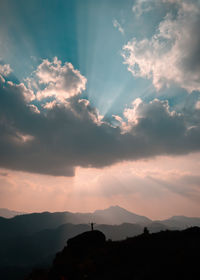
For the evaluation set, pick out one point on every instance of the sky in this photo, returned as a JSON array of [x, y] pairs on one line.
[[100, 106]]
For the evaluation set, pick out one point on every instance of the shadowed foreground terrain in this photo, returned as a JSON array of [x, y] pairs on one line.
[[163, 255]]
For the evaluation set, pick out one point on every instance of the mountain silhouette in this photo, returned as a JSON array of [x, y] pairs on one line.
[[165, 255], [6, 213], [33, 239]]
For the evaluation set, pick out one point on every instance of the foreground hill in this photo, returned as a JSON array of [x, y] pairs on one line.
[[35, 222], [164, 255]]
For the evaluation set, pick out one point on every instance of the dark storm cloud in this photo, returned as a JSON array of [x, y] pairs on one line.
[[58, 139]]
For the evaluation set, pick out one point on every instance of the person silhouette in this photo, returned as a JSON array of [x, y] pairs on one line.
[[92, 226]]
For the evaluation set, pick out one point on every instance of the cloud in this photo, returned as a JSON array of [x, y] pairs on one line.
[[5, 69], [142, 6], [171, 55], [61, 81], [60, 136], [117, 25]]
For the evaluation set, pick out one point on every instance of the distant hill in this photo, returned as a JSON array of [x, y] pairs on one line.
[[31, 239], [166, 255], [6, 213], [181, 222], [32, 223], [118, 215]]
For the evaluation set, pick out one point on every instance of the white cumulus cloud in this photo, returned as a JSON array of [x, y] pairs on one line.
[[61, 81], [171, 55]]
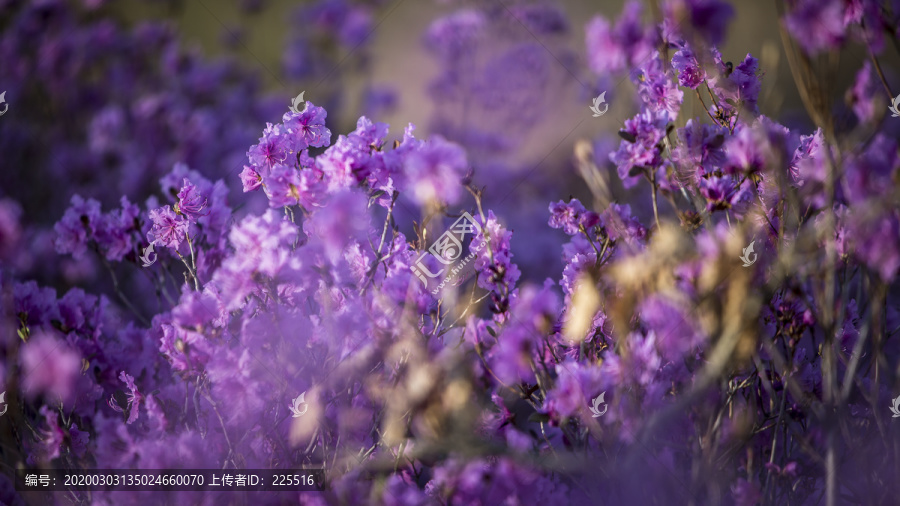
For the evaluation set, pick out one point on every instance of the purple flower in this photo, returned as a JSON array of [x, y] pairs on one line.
[[496, 270], [739, 85], [570, 217], [250, 179], [656, 89], [282, 186], [343, 220], [875, 234], [745, 493], [133, 399], [274, 148], [817, 25], [307, 128], [863, 95], [690, 73], [190, 202], [723, 193], [709, 18], [49, 366], [625, 44], [620, 224], [640, 150], [576, 385], [169, 229], [435, 171]]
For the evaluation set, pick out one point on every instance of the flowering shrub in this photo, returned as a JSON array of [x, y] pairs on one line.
[[654, 368]]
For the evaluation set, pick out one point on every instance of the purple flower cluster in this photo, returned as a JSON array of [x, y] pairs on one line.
[[728, 339]]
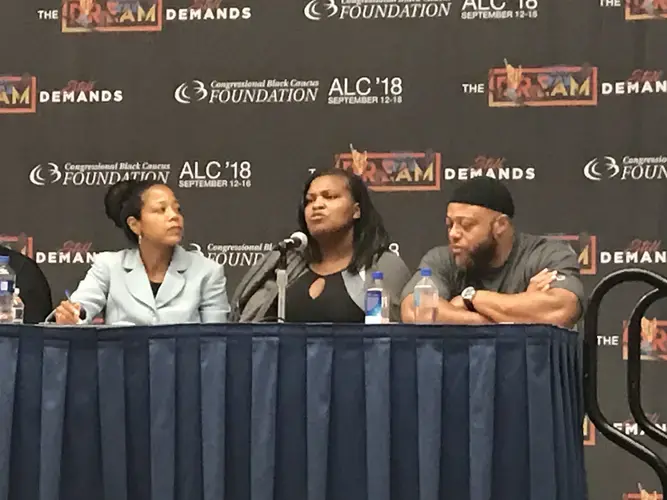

■ TASK PROMPT
Copy the listing from the line containing "of the flowering" up to and including the line containing "[[654, 368]]", keeping the requests, and adjust every coordinate in the answers by adding -52. Give only those lines.

■ REPLY
For the evaluation set, pick out one point on every instance of the flowering shrub in this photo, returned as a JSON array of [x, y] pairs on one line.
[[602, 316]]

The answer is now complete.